* [TO DO]
How many lines in the material below contain the string "shirt"? Reply with the number alone.

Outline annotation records
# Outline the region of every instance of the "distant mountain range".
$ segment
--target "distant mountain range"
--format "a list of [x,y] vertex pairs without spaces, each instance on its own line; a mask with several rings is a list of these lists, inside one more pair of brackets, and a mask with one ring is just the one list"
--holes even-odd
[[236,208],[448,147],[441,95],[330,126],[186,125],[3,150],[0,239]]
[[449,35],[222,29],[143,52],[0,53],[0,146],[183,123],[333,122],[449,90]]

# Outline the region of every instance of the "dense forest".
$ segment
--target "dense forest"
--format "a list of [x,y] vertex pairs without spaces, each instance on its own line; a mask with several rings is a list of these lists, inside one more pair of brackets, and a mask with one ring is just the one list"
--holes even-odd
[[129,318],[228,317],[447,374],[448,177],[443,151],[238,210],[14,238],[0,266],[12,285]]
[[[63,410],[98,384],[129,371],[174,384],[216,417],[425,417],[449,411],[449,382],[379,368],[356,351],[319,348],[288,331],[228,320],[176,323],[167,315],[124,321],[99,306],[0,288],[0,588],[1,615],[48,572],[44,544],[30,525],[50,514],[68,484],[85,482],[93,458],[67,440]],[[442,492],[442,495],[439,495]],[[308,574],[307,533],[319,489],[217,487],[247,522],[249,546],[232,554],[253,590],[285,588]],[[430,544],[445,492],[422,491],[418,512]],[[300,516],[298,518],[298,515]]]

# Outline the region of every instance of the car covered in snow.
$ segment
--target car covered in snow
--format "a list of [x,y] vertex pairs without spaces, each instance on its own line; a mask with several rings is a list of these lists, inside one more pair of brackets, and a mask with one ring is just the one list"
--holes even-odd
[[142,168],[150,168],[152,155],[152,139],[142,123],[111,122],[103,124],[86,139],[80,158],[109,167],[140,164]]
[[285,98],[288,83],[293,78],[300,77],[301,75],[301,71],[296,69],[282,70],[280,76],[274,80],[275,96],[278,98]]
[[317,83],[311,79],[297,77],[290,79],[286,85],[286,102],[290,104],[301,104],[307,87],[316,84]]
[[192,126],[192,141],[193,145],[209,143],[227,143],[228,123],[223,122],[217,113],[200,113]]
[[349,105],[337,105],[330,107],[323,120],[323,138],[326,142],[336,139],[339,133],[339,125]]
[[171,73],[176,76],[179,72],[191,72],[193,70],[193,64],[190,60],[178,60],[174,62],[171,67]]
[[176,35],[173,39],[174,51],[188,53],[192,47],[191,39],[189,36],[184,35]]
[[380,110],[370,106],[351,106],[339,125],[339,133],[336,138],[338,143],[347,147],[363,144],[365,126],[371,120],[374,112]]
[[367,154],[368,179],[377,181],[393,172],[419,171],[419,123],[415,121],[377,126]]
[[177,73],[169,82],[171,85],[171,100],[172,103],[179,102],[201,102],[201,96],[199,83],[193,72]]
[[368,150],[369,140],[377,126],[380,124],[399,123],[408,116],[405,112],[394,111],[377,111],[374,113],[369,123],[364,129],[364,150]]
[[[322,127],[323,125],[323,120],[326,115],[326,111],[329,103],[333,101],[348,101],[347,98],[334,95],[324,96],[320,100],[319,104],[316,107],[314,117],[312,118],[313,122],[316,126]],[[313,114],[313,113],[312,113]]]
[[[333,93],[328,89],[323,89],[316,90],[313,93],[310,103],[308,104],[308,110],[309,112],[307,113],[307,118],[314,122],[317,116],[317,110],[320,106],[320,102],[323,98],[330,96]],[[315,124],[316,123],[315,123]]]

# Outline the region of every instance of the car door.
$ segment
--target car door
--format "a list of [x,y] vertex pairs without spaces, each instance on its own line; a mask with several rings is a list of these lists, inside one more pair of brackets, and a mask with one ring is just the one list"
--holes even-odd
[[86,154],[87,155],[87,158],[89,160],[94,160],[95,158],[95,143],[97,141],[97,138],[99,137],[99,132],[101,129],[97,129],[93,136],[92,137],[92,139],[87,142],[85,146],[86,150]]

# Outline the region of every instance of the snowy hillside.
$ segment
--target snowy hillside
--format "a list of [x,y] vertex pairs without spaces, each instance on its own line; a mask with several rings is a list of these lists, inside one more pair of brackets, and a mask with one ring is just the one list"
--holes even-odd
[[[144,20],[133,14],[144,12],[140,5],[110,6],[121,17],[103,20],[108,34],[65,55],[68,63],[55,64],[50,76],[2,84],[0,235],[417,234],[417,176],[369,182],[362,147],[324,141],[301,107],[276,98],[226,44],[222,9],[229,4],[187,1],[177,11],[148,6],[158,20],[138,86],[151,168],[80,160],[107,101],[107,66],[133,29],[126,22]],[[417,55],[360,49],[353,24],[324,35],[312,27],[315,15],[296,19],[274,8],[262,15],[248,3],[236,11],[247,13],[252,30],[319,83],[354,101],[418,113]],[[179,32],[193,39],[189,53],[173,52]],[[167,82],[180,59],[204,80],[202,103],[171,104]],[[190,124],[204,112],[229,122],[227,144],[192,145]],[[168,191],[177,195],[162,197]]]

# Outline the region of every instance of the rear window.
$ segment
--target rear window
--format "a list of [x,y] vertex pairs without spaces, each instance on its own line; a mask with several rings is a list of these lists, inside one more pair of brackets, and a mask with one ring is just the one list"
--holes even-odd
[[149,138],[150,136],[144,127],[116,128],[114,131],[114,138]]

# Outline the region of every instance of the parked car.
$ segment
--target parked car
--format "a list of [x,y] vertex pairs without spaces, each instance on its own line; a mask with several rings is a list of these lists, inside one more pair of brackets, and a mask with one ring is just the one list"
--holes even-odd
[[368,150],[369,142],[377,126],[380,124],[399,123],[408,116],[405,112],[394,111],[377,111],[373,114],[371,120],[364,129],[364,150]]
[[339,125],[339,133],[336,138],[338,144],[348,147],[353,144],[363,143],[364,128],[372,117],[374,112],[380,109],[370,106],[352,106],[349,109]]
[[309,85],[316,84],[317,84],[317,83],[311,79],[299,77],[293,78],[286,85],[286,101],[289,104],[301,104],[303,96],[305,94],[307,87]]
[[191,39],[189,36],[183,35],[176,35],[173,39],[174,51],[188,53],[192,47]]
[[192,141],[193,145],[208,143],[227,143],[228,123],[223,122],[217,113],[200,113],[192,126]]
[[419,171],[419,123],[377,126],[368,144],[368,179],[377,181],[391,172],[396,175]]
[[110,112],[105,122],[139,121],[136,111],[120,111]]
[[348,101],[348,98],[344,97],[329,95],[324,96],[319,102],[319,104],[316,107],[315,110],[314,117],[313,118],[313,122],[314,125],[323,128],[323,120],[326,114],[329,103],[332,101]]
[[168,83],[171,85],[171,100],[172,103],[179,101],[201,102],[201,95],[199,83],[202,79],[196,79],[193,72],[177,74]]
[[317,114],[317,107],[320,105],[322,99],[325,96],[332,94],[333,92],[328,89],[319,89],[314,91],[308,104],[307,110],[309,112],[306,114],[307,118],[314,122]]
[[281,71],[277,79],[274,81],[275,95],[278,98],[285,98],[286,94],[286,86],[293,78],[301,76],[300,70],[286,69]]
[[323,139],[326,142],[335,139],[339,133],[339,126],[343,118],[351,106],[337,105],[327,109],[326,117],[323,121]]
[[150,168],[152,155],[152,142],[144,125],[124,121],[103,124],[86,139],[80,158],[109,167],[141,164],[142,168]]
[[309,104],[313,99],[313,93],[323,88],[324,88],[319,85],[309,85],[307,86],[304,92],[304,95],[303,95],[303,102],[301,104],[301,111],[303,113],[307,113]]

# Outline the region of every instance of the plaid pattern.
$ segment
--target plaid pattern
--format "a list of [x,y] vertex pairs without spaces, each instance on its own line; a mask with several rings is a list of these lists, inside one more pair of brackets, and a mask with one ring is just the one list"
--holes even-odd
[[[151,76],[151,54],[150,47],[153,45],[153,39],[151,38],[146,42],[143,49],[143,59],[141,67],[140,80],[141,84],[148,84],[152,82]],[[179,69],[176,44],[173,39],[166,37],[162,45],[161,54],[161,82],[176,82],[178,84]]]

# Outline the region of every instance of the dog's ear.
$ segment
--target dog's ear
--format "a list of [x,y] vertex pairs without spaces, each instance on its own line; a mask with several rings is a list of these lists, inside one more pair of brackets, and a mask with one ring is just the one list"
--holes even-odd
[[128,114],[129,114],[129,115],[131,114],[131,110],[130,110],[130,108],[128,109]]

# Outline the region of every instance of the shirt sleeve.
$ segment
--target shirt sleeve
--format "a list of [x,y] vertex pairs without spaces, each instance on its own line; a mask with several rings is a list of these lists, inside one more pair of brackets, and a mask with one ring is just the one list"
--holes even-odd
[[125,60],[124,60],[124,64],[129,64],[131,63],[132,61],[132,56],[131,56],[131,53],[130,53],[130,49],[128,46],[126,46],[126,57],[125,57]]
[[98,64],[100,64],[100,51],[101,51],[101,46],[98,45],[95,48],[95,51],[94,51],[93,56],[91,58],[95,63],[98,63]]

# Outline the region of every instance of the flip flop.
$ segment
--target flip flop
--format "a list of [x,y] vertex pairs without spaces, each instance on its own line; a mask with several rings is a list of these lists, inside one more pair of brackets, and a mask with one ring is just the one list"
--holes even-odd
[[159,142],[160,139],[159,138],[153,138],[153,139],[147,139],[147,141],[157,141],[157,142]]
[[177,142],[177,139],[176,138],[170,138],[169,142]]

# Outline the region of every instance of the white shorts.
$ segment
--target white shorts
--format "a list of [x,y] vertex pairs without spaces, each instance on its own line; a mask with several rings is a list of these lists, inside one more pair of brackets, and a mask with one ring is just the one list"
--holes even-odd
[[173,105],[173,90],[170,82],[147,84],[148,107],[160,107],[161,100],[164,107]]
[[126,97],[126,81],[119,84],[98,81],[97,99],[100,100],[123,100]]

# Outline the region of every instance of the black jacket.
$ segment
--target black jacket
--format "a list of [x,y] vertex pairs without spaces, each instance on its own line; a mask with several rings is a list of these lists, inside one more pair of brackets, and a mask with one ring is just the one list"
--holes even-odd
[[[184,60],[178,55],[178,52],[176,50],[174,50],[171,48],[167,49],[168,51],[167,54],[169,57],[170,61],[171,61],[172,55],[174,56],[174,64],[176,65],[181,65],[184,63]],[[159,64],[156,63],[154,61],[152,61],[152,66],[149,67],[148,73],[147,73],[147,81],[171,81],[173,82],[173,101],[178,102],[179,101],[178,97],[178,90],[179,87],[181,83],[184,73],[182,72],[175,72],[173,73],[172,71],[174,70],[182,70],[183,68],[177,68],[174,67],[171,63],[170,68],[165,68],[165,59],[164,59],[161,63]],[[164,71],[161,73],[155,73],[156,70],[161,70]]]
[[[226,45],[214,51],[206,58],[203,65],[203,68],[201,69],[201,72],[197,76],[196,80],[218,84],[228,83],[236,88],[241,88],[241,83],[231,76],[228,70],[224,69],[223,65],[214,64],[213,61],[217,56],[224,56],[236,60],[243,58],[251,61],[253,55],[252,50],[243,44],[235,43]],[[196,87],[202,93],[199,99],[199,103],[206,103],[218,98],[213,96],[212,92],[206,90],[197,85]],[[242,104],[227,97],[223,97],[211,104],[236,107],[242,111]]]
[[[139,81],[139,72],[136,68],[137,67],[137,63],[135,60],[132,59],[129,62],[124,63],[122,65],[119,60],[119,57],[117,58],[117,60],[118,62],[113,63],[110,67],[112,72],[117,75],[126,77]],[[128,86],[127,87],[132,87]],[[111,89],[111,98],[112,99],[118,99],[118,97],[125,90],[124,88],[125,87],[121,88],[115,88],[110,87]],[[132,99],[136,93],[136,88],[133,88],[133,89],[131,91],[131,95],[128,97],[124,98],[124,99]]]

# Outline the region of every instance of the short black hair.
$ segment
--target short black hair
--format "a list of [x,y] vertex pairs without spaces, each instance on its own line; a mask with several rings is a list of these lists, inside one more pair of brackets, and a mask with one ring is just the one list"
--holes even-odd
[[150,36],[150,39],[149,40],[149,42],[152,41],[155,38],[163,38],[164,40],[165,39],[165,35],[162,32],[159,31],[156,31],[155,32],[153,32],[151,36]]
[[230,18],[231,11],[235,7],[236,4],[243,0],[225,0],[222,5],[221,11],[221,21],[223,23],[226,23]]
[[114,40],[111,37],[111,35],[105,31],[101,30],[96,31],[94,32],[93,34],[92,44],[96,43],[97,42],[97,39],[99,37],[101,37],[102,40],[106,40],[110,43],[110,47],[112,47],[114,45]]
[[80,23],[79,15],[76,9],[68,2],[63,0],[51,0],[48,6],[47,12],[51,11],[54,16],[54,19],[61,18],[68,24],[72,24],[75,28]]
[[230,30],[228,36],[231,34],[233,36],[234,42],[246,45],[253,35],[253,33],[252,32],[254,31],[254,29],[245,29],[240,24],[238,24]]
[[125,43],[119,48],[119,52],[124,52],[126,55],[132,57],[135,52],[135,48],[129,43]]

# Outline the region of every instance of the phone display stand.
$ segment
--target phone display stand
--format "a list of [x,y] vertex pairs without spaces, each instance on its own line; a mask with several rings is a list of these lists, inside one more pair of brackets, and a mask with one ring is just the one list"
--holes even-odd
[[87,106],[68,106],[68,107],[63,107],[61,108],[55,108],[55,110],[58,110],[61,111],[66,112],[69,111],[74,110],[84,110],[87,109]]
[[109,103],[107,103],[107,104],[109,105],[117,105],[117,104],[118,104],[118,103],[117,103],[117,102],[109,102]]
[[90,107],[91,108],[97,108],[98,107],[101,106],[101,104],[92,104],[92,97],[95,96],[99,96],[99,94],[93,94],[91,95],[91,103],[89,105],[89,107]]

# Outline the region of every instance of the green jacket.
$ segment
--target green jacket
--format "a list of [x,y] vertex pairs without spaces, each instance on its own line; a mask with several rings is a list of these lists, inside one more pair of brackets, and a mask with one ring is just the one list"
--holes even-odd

* [RESULT OF THIS TASK]
2